Written request
Reproduce every one of the following records verbatim, leaving out the pictures.

++++++++

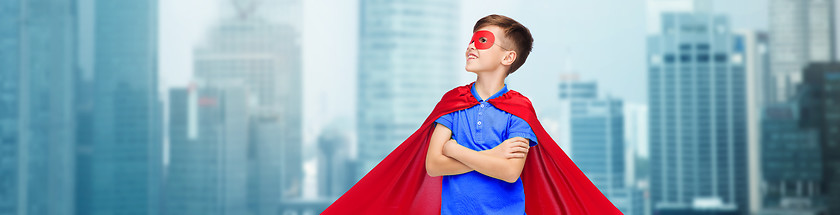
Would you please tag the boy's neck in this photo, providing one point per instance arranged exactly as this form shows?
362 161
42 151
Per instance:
489 83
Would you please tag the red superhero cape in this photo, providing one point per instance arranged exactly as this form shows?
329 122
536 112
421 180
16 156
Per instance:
399 184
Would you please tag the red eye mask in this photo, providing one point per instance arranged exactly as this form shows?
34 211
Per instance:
483 39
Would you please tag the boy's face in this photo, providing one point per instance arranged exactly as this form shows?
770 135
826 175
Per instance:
488 49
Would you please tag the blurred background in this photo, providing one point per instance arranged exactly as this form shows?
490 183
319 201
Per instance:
279 106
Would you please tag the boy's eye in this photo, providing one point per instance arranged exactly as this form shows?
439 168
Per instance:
483 39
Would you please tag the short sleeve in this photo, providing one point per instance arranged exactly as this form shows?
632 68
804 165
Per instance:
517 127
446 120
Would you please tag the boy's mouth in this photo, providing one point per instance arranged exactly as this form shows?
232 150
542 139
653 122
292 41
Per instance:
472 56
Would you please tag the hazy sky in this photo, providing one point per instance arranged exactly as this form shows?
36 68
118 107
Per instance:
602 40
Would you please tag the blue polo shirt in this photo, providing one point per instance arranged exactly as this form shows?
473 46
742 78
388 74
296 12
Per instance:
479 128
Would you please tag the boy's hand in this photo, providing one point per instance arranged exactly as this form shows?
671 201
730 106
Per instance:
515 147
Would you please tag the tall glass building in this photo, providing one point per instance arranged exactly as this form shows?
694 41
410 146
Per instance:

++++++++

Written solution
Would you please tag the boy's neck in this photo, providing one point per instance arranged exactly as this form shows?
362 161
42 151
Per instance:
489 83
Would you please tag the red superhero cape in this photo, providing one point per instance arranged exactly as this form shows?
329 122
536 112
421 180
16 156
Per instance:
399 184
Would you please tag the red eye mask in this photo, providing one point per instance arranged exactly as this form shows?
34 211
Per instance:
483 39
Would you please tag the boy's face in this photo, providing one point per instance arranged exactly as this form shows?
770 135
826 175
Per instance:
488 49
Would you please tag the blurred background in this photo, providing one point per instance arranged exactly as this form shows?
490 183
319 201
Per instance:
279 106
Would you please tag the boy's eye in this photo, providing one point per instance arranged exactly as this form shows?
439 168
Per instance:
483 39
Would you please tag the short sleeve in this photo, providing one point per instance arranged exactly as this form shows?
632 68
804 165
Per instance:
517 127
446 120
Would you please tag the boy's mouth in this photo, providing one point per instance arranged exactly as this form shows?
232 150
542 139
653 122
292 41
Per instance:
472 56
Would you please tag the hazy sky in this photo, providing one point per instance arranged exactly as this form shows?
36 68
118 107
Per instance:
602 40
Would you please tag the blue polo shirt in this photo, providing one point per instance arranged exactly as this form shows?
473 46
742 78
388 74
296 12
Per instance:
479 128
Would you please tag the boy's hand in this photo, providing one point per instance arranged exactly as this form shows?
671 201
730 106
Per instance:
515 147
Would you please tag the tall glass building in this photo, providing one point per instance arranged exactly as this form shows?
694 41
410 146
Per instance:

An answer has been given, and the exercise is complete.